Problem to work on: Substitute "critter" for "animal" in the stretch of the spotted animal targets thread from "I agree with" through "spot and shoot.", and write that stretch out again.

Quoted text:
# Those damn spots



## VA Vince (Aug 30, 2005)

That stinks, they got me too. I had a 4 point lead going into the last day and choked. The dots were there but my buddy Matt pulled it off and got me.

Too bad they didnt put the dots on.


----------



## IGluIt4U (Sep 22, 2004)

Long as you don't use a TruSpot on your hunting rig, you'll be fine.. they don't put the spots on real game either.. :chortle: :wink:

Thanks for the info Hana... I shoot a truspot, haven't yet shot an animal round with it yet... :wink:

Yes.. a short two months and the animals will have real hair on em.... :thumb: :tongue: :cheers:


----------



## Rattleman (Jul 6, 2004)

Ah, the way the animals are suppose to be shot. The spot ruined the animal round in my opinion.


----------



## Arrow (Aug 30, 2002)

I agree with Rattleman. Can any of you remember what animal you shot on the last target? I do not even look at the animal, I set the yardage, aim at the spot and shoot.

I feel that the ring should be there, the bonus point scored, and the animals shot.

If we must have the dot, then lets put it where the heart would be and use it like some of the 12 rings in 3-D (yes, I went there).

Arrow


----------



## Brown Hornet (Aug 8, 2002)

I didn't know that you didn't have to have a spot on them:noidea:

But then again I have only shot ONE animal round before.:embara:


----------



## IGluIt4U (Sep 22, 2004)

Brown Hornet said:


> I didn't know that you didn't have to have a spot on them:noidea:
> 
> But then again I have only shot ONE animal round before.:embara:


Yer one up on me.. I think we only have one animal round in the whole state schedule?? :noidea: :set1_thinking:


----------



## distributor (Mar 18, 2004)

*animal round*

The animal round should not be a part of Field Archery.


----------



## Brown Hornet (Aug 8, 2002)

distributor said:


> The animal round should not be a part of Field Archery.


Care too explain....:embara:


----------



## Hana Pa'a (Nov 18, 2005)

*Animals*

They are in the NFAA rules book as part of the field course, why :dontknow: or at least not anymore. True the spot gives everyone something to aim at so you might as well shoot another hunter round with the white spot. Anyone that is shooting for the title will shoot a 280/560 without the spot (except me with a truspot lens). With the spot they will shoot 8/16 up or better. If you do away with the spot but still score the ring advantage is to the one with the stronger power binos and he we go again like 3D, it will take 2/4 hrs to complete the 14/28 targets because soemone will spend 10min looking at the target. I actually think the animal targets are fun to shoot but the spot should be used as a tie breaker like x's not as a bonus point. But hey what do I know I have only been doing this for a couple of years. What I do know is come 1 Oct spots are off limits, it may be tender but so is the older sister.
Have fun


----------



## possum trapper (Nov 24, 2005)

...:secret:


----------



## Spotshooter2 (Oct 23, 2003)

Dataset content:
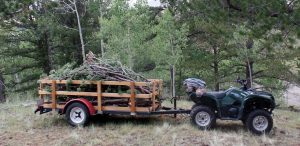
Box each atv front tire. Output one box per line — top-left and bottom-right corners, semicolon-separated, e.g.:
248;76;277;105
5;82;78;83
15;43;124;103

Solution to this task:
I agree with Rattleman. Can any of you remember what critter you shot on the last target? I do not even look at the critter, I set the yardage, aim at the spot and shoot.